In the records that follow, find each line containing "border" and copy it.

Data excerpts:
# # # # #

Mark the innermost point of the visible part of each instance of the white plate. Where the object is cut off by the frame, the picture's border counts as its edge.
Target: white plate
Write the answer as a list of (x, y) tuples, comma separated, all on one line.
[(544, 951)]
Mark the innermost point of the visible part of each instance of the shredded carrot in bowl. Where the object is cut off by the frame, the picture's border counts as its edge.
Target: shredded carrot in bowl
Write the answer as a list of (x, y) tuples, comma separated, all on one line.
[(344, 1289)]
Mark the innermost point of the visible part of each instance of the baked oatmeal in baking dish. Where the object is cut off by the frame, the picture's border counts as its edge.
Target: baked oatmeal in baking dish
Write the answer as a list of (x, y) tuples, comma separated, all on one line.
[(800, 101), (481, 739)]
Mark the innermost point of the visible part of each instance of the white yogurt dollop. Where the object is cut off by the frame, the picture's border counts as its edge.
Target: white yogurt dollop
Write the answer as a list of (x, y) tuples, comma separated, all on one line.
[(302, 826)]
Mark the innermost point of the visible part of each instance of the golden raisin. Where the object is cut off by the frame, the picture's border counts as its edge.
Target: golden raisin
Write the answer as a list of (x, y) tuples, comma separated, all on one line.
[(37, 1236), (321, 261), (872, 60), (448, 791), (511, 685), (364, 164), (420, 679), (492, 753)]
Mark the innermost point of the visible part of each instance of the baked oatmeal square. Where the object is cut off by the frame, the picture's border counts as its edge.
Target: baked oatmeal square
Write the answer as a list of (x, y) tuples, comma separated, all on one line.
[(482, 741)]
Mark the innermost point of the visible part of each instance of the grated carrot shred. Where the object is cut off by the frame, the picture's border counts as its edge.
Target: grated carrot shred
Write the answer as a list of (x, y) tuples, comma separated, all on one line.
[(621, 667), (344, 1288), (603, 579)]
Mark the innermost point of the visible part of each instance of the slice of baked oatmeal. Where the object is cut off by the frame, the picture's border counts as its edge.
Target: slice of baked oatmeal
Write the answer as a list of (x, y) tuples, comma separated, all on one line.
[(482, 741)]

# # # # #

## Answer
Mark the innermost point of the visible part of each instance of the white plate. Where the object is cut off by the frame, the picture's border counts as its edge.
Mark the innermost point of the visible part of each instance of the shredded carrot in bowl. Where the object is cut off by the frame, the picture's border counts as its edge.
Mark the innermost point of the visible part of each instance of the baked oatmeal in baking dish. Where the object is cut off by the frame, the picture's border counts as its edge.
Mark the innermost point of the visible part of each instance of the white yogurt dollop. Where the object is cut off by the frame, the picture's border counts as its edge.
Mark the innermost point of the visible part of each instance of the golden raisin. Where the object is cut off by the frame, the picture's border counts as its edge.
Mark the innermost point of the visible part of each instance of the baked oatmeal square. Where the object is cut off by the frame, the picture's border counts as its edge.
Mark the innermost point of the visible part of each instance of the grated carrot shred. Where the object is cut off by the frame, the picture's border counts as its edge.
Mark the innermost point of the visible part of each instance of the slice of baked oatmeal. Where the object is cut off by the frame, the picture's border counts as its edge.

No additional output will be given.